» DIRECTIONS FOR THIS TASK
Please write out the material below line for line, changing nothing.

'''

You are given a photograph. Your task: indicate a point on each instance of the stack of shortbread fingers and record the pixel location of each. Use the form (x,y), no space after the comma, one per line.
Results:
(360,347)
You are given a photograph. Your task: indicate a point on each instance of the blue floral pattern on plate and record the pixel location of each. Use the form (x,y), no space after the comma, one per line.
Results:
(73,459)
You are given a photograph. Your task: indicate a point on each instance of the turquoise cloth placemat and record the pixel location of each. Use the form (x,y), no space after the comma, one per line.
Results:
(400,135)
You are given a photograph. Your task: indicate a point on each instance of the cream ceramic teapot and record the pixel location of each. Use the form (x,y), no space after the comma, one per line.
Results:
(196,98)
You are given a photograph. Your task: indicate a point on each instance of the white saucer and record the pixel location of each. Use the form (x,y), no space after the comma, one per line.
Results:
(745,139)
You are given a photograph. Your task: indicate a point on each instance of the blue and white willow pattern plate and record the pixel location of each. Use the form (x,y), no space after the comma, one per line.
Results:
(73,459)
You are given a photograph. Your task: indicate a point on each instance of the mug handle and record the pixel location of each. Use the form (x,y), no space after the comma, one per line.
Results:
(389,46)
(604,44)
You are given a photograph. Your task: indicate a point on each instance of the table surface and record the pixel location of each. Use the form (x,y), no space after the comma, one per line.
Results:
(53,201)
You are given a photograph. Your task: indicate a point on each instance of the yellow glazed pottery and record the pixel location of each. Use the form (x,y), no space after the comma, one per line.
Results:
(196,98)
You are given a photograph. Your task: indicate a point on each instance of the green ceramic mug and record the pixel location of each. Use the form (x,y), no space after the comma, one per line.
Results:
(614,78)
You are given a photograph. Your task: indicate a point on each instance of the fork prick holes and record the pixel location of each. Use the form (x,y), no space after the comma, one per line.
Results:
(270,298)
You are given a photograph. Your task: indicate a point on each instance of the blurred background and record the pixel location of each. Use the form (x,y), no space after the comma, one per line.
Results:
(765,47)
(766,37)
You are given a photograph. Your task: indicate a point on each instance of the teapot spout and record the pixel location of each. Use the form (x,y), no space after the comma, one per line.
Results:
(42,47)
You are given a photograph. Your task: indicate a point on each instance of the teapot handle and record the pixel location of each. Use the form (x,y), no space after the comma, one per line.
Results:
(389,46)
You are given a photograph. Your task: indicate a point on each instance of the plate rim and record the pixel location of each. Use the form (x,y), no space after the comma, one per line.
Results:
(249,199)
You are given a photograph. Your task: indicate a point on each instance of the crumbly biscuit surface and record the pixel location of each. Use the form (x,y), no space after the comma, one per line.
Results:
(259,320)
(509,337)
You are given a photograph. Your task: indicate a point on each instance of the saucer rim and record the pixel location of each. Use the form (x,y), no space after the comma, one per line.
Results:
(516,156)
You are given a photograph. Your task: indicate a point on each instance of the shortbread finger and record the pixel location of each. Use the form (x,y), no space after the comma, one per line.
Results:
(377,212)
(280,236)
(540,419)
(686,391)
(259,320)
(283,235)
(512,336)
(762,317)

'''

» FINISHED EXERCISE
You are given a photograph. Your task: indicate a point on each instance of the stack of shortbread fingers and record the pixel location of each. Use the form (x,y), no space after the comma, one per line.
Results:
(360,347)
You are given a photograph. Your task: indicate a point on each instance of the blue floral pattern on plate and record the pixel location of each. Use the form (x,y), no space after the comma, one per line.
Results:
(73,459)
You are given a photograph. Your task: indicate a point on each instance of the turquoise cloth placemat and record the pixel location of each. Use the form (x,y), no space after the comma, one per line.
Results:
(400,135)
You are given a photograph. Your task: indicate a point on each instance of the cream ceramic teapot and record the pixel location of each. Use the form (x,y), no space after the comma, one per line.
Results:
(196,98)
You are given a photograph. Your task: indicate a point on each instance of the white saucer and record the pixel location of each. Use the form (x,y), no space after the comma, one per line.
Results:
(745,139)
You are given a photograph. Your task: indicate a point on each instance of the blue and white willow pattern plate and record the pixel location of each. Use the form (x,y), no space after the comma, one per line.
Results:
(73,459)
You are given a photograph. Your task: indicate a point on each instance of the mug handle and record the pixel location of each. Use the form (x,y), no space after the comma, one per line.
Results:
(389,46)
(604,44)
You are given a photograph. Your task: indicate a point on each instance of the table surface and record the pixel location of each. Use the form (x,y), no space after the comma, one per line.
Results:
(53,201)
You are given a photograph. Your task: indicate a point on each instance of the yellow glazed pottery and record the pixel location of each. Use the form (x,y), no space after the comma, one per line.
Results:
(196,98)
You are given a photograph. Your task: indicate a point on each instance of the green ceramic mug and record the pixel location of each. Use the form (x,y), no space after the comma, one per line.
Results:
(614,78)
You are given a photograph. Your task: indicate a point on each instance of the fork prick holes and record the pixel location of each. Use the form (x,y), no space after the comma, one per line.
Results:
(270,298)
You are given a photograph. Your task: indicate a point on each instance of the blurred background and record the pixel location of each. Use the form (x,y), no space after the comma, one per line.
Results:
(765,47)
(766,37)
You are given a photograph. Your task: indicate a point on each instance of the teapot spout and record the pixel location of each. Use the form (x,y), no space after the comma, one per line.
Results:
(42,47)
You are given a photograph. Your task: indicate a point on each instance of the teapot handle and record the pixel location of each. Use the form (x,y), no space after the comma, one per line.
Results:
(389,46)
You are given a photograph. Your task: indicate a point on each instance of the plate rim and record the pixel location of each. Use the form (x,y), no space after the comma, one per line.
Results:
(249,199)
You are given a photograph. Your task: indicate a point on each instance of the crumbly biscuit surface and record the pixel location of each. Use the form (x,y), no space after the comma, one per line.
Results:
(259,320)
(509,337)
You are given a photograph. Your task: indicate a point on each instance of the saucer rim and record the pixel location of each. Use the form (x,y), no space after the comma, one per line.
Results:
(516,156)
You are given a photograph. Your task: indicate a point on each instance of the shortbread finger and record the pixel location of each. Use the form (x,y), no space after the comma, one per line.
Results:
(377,212)
(280,236)
(540,419)
(686,391)
(259,320)
(283,235)
(512,336)
(762,317)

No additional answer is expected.